> **Task details**
Omit all pictures, then retype the data exactly as given.

*** Given data Section Begins ***

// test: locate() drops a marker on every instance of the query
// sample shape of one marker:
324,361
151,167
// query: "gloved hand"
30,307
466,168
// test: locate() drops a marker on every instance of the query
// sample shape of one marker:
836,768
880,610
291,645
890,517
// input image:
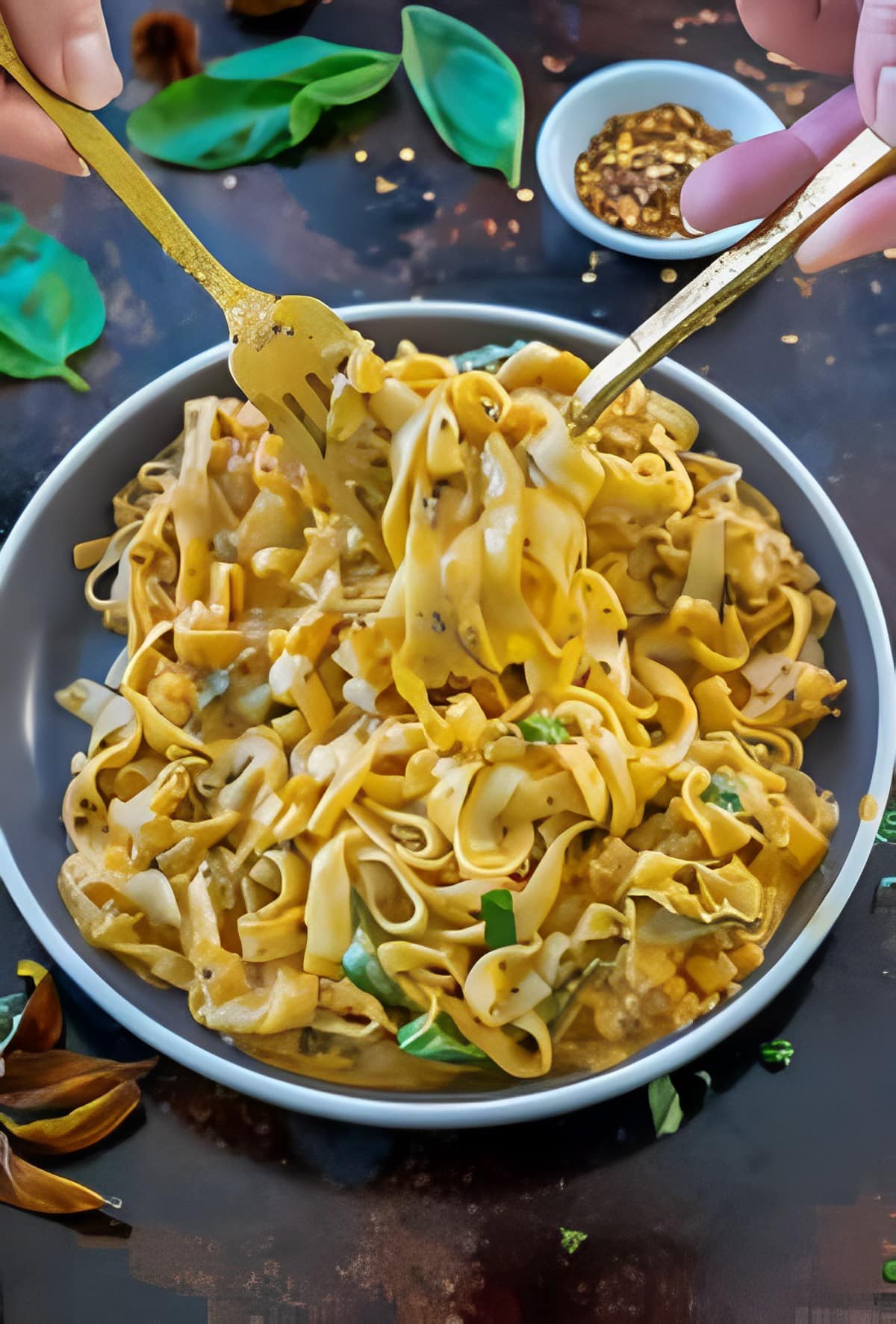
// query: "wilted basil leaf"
61,1079
40,1026
467,87
82,1127
27,1187
49,302
255,104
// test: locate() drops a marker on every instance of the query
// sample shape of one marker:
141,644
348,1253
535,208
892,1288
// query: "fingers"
28,134
867,224
814,34
65,44
750,179
875,66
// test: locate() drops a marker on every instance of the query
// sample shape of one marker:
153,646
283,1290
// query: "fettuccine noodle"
524,799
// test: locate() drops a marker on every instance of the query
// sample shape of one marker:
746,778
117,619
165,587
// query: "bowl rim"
409,1111
577,215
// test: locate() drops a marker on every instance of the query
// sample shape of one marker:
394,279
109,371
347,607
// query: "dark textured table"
777,1199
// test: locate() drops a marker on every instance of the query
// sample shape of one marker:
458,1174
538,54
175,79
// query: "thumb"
65,44
875,66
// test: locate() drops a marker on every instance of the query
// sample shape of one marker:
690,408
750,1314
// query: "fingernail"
884,122
90,73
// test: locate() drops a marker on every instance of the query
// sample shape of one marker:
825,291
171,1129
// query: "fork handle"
109,159
859,164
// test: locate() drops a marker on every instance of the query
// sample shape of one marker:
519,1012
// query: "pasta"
522,800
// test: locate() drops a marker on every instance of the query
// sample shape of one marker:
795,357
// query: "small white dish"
638,85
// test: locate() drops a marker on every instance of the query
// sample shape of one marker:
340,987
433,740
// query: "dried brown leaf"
63,1079
164,46
82,1127
260,8
40,1026
27,1187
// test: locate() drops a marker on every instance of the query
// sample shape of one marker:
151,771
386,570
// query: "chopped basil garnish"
555,1007
500,921
721,792
544,730
488,359
570,1240
440,1041
212,688
777,1053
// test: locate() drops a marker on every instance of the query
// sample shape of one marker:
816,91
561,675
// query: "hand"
750,179
65,44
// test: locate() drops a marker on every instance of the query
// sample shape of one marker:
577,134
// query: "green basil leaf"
570,1240
543,730
355,82
721,792
49,302
470,90
361,966
498,914
302,60
555,1007
211,123
440,1042
665,1106
488,358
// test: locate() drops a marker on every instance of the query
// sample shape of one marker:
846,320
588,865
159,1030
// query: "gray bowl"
58,638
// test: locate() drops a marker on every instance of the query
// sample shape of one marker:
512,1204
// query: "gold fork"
861,163
284,349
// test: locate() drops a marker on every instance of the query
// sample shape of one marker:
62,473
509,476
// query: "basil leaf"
555,1005
255,104
211,123
49,302
441,1041
470,90
665,1106
488,358
721,792
498,914
354,82
302,60
777,1053
570,1240
11,1008
543,730
361,966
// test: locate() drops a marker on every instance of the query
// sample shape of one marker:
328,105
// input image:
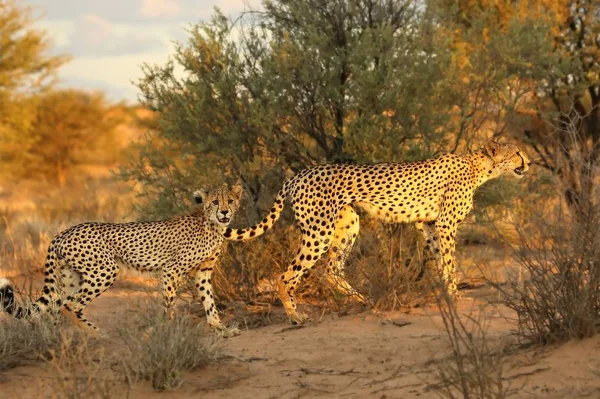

*** Given data Section Ends ***

> **Completed task**
// test: locate() drops a marker on every instance of the query
// sample shape of one marker:
324,361
151,167
// query: "gloved hand"
30,307
466,168
// test: locate() drops a marker on every instance of the query
// sample shape of one marker:
836,768
880,610
291,645
890,517
// input image:
// query: "wilted basil leaf"
61,1079
40,1026
467,87
82,1127
27,1187
49,302
255,104
// test: locate() drops a marker on every instance of the query
// sample shape of one marker:
141,644
348,1253
535,208
892,1288
// query: "fingers"
28,134
867,224
814,34
65,44
750,179
875,66
// test: locate() drops a marker on every instance of the query
// sample shape of one marker:
153,646
283,1290
// query: "fettuccine noodle"
524,799
// test: locate() drops a marker on every instance of the query
// sample shape of one marker:
746,778
117,619
165,587
// query: "bowl rim"
409,1111
577,215
// test: locate() drops a marker on every instance of the query
// sample shape of one marker:
394,279
109,371
347,607
// query: "dark textured table"
777,1199
// test: locate() drops a marker on every instance of the query
// sample shape of one marker:
458,1174
538,54
175,79
// query: "thumb"
65,44
875,66
// test: locate() drops a marker on every instance of the query
// sample shape of one marker:
690,408
750,1314
// query: "fingernail"
884,122
90,73
// test: locate() drops a marker on every instance of the query
// sample shape of one marker:
825,291
171,1129
// query: "fork handle"
109,159
859,164
// test: locate() drops a marker on every instance of the query
// sample shape of one marker:
519,1012
// query: "pasta"
522,800
// test: locate() drops a marker on every instance of the query
// sample shape of one marker:
795,357
// query: "small white dish"
638,85
// test: locate() drops a marker on every instance of the query
// sample shape of one marker:
340,987
433,740
// query: "dried brown leaf"
63,1079
164,46
82,1127
260,8
40,1026
27,1187
// test: locate() drops a marker on every instance of the query
// sample shape of one marker:
151,771
386,570
// query: "chopped basil garnish"
555,1007
500,921
721,792
544,730
488,359
570,1240
440,1041
212,688
777,1053
// test: locate() drops a marker on every instance of the query
// sample shape of one marker:
816,91
561,675
// query: "hand"
750,179
65,44
// test: locate() drops a marker on every instance of the query
// sample shape of one marker:
577,134
// query: "green basil leaf"
570,1240
543,730
355,82
721,792
49,302
470,90
361,966
498,914
302,60
555,1007
211,123
440,1042
665,1106
488,358
// test: locate() drops a marker on every instance of the query
// sample shape of one marker:
846,320
588,865
159,1030
// query: "gray bowl"
58,638
// test: locate() drops a marker on every instance of the query
// sample shape of one marker:
512,1204
// query: "gold fork"
861,163
284,349
// test: locate() drops a marker on every instance of the query
// sample shape of one marker:
62,473
509,476
// query: "basil leaf"
555,1005
255,104
211,123
49,302
441,1041
470,90
665,1106
488,358
721,792
498,914
354,82
302,60
777,1053
570,1240
11,1008
543,730
361,966
// test: locate() drops a marker on every instance of the query
// sample shape of one marker:
328,105
// input image:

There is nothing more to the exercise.